* BEGIN Data for processing *

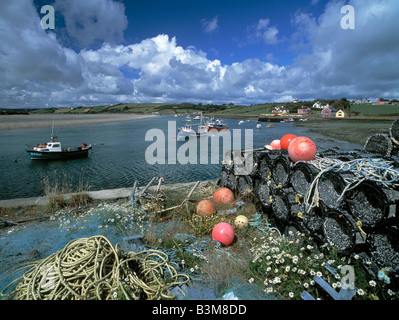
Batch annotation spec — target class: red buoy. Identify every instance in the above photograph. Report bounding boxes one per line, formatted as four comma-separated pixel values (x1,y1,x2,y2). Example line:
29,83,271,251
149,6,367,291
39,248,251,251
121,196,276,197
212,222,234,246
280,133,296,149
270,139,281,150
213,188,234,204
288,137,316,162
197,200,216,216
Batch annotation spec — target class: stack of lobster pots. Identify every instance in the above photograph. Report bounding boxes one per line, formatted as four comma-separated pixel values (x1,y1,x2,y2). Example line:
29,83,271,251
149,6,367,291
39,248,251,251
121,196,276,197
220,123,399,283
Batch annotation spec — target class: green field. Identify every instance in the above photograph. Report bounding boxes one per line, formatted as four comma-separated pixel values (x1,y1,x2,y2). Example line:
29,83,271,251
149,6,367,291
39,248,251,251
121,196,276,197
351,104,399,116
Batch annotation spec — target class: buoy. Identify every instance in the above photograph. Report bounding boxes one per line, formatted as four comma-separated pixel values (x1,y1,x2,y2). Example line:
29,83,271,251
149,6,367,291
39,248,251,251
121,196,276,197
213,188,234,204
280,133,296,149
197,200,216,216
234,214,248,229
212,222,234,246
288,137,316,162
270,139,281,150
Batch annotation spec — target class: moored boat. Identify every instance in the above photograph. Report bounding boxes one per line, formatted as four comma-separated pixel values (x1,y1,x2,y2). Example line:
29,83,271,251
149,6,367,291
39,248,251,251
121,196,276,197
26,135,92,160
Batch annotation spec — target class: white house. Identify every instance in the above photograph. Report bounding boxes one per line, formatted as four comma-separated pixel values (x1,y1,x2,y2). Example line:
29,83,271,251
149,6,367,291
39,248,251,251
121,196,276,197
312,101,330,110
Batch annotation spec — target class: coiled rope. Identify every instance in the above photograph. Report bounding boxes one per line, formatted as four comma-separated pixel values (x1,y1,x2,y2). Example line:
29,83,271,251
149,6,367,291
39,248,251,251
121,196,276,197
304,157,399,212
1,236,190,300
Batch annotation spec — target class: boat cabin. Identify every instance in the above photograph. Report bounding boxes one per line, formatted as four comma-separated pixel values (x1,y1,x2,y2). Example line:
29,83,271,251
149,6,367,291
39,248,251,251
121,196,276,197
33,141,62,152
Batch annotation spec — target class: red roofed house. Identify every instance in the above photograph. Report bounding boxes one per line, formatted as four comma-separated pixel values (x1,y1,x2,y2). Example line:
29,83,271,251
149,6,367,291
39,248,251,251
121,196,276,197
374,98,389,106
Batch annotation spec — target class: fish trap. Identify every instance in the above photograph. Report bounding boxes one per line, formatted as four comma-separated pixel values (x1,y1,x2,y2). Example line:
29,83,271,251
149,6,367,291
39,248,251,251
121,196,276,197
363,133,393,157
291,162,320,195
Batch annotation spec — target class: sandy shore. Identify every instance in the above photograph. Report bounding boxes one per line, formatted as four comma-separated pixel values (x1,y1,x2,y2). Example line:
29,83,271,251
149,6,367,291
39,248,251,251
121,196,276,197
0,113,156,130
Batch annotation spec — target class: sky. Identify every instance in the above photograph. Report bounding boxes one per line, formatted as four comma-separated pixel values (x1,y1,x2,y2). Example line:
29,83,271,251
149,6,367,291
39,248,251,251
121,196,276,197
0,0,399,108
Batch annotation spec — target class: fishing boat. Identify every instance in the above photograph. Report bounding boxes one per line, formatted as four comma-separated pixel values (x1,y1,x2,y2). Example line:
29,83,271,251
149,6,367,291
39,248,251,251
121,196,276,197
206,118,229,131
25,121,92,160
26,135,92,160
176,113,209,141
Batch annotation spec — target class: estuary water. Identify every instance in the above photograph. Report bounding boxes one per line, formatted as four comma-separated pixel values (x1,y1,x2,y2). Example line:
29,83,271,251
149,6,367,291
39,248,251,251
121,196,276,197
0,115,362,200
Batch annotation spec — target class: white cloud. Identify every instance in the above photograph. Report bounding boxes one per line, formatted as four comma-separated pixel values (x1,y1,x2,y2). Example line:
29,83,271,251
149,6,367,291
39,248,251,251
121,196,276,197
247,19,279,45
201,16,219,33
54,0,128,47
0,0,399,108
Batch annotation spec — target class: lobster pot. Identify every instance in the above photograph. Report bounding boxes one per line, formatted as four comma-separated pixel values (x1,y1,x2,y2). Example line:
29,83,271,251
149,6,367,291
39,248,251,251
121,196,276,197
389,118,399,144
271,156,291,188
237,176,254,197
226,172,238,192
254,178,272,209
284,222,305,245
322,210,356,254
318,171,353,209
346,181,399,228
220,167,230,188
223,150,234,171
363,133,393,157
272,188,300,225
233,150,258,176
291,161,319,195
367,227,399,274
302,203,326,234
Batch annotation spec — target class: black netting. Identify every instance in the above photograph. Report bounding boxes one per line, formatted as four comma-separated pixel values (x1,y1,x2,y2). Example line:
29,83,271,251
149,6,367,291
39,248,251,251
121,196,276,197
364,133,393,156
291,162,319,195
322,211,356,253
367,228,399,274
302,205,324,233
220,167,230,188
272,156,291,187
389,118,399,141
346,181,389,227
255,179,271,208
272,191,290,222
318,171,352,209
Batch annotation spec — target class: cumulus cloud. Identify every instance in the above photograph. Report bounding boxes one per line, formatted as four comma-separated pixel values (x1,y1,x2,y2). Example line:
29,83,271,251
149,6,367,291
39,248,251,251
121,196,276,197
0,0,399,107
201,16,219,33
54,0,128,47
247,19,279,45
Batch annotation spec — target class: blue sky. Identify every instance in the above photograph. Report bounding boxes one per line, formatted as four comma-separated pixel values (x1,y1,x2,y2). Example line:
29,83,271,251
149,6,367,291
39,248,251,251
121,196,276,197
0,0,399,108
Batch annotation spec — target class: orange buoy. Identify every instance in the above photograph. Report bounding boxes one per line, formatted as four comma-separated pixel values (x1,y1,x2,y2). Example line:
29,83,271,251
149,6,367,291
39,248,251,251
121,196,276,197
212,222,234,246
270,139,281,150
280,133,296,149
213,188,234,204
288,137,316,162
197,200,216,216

* END Data for processing *

How many lines in the material above contain the string "cloud"? Case counts. Give only the number.

▶ _Written response_
2